(Object position labeling rows)
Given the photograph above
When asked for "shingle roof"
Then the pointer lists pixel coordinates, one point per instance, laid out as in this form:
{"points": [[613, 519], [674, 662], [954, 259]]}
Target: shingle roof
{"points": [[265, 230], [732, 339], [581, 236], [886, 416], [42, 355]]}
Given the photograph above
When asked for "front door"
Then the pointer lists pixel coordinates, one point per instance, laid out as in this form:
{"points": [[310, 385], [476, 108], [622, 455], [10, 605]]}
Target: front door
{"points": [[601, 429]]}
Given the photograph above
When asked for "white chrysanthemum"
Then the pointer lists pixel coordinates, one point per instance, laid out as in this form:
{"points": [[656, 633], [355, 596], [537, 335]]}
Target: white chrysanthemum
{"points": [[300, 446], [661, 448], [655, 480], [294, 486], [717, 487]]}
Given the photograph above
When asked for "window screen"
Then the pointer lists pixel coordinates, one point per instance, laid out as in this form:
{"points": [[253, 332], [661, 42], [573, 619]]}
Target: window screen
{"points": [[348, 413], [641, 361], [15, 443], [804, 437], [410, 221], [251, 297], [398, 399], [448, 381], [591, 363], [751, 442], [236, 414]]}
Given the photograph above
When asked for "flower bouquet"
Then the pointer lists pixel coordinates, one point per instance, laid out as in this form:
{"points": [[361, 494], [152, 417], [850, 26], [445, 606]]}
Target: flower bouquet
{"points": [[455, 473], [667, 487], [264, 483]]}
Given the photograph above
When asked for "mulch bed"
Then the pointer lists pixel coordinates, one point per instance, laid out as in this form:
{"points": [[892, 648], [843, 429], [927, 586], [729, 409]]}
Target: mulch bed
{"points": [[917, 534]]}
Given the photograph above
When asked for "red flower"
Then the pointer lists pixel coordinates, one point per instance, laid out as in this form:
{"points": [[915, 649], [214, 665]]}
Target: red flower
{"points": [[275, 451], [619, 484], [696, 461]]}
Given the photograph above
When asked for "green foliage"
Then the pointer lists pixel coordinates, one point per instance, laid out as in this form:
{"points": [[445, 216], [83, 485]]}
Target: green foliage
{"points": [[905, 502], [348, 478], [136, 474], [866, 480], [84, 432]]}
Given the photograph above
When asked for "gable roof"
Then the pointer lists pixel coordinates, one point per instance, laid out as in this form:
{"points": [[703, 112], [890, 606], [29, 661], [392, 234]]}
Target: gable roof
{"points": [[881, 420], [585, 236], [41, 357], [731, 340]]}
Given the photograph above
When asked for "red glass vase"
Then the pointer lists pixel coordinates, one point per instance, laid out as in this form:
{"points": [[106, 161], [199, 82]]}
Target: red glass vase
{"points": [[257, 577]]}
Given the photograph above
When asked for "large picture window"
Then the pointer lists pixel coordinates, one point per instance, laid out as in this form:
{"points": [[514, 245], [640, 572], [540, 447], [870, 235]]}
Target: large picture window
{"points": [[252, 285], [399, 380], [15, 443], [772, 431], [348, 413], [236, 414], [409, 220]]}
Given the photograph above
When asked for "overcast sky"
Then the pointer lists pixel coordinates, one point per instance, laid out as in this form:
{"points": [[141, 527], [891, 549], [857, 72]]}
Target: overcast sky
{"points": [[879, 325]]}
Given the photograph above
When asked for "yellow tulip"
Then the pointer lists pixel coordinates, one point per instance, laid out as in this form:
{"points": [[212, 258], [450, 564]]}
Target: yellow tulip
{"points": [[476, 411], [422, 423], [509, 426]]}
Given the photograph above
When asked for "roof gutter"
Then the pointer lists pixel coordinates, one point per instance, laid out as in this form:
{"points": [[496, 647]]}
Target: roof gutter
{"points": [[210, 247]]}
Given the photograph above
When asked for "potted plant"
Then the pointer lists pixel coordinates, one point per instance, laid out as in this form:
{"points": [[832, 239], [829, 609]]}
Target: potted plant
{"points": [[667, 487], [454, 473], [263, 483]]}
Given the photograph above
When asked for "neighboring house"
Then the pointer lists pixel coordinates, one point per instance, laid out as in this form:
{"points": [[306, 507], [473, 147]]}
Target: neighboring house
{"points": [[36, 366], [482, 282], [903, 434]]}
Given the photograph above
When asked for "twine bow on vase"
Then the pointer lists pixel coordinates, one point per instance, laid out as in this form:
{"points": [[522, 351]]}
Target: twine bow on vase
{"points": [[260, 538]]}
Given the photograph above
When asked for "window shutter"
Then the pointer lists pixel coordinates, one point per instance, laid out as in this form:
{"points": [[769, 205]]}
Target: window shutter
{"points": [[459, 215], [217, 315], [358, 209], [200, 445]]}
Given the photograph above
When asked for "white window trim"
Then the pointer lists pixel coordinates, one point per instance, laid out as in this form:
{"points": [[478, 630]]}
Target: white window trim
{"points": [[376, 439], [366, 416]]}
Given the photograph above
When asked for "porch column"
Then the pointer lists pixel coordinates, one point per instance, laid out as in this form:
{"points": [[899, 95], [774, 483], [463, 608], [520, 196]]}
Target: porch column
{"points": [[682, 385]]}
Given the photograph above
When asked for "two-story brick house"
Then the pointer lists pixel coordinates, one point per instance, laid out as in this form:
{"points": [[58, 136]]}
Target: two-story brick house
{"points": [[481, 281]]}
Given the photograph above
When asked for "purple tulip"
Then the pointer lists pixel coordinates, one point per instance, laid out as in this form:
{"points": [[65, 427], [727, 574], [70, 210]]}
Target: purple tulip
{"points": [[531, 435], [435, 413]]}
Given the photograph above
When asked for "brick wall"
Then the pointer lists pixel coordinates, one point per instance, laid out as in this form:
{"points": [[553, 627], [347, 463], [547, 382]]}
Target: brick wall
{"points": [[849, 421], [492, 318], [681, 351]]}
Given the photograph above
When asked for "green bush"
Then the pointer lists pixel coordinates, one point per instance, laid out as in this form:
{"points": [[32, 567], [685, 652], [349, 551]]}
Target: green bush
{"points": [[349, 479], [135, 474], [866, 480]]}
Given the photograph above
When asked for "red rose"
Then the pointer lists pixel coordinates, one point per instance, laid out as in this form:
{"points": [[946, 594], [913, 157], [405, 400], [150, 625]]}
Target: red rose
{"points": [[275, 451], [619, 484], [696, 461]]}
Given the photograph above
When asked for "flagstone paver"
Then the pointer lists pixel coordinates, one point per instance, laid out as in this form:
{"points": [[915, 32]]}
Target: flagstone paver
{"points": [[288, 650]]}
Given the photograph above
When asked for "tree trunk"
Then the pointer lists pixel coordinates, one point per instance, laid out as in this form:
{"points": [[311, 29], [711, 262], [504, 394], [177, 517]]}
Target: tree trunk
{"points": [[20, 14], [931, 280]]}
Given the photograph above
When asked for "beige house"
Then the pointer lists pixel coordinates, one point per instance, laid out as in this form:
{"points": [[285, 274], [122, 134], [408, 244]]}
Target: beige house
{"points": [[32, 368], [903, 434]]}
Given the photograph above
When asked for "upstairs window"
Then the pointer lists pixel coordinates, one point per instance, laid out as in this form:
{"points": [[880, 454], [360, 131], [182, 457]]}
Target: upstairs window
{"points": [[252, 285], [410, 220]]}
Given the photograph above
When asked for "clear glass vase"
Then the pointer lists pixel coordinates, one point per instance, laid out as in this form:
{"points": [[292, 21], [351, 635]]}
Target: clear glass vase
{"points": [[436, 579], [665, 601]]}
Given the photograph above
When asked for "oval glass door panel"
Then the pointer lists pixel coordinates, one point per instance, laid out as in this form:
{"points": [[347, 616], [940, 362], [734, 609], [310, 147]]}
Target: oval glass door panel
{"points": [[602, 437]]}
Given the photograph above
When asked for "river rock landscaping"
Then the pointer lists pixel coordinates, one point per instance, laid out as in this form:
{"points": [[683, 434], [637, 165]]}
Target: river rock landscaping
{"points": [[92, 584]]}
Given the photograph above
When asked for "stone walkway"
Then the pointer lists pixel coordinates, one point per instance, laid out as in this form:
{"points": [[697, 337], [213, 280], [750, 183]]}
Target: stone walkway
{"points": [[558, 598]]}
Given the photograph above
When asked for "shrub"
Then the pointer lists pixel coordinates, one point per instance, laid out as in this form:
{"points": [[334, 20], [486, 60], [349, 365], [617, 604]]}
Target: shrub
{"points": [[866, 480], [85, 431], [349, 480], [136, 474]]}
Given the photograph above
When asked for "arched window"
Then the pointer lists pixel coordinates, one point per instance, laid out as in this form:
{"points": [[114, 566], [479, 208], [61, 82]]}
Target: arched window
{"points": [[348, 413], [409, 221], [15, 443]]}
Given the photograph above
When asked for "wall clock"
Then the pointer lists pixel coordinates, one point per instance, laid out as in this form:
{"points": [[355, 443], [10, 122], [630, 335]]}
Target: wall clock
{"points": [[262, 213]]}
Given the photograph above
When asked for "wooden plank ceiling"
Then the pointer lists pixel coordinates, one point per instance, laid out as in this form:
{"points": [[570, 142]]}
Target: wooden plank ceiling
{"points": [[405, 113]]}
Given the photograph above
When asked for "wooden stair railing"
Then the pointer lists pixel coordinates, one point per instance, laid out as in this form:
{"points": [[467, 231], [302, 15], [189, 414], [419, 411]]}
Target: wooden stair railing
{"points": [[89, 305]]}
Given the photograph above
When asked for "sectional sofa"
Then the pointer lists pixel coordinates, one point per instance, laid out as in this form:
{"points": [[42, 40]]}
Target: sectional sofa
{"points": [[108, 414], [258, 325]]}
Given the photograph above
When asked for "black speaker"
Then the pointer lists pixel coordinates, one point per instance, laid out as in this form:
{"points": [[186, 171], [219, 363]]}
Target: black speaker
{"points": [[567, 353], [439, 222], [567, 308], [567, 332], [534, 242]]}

* _Goal_: Report every line in the rows above that contains the string "panel", copying each line in full. Matching is case-sensitive.

* _Answer to the exercise_:
When asked for "oval glass door panel"
Target: oval glass door panel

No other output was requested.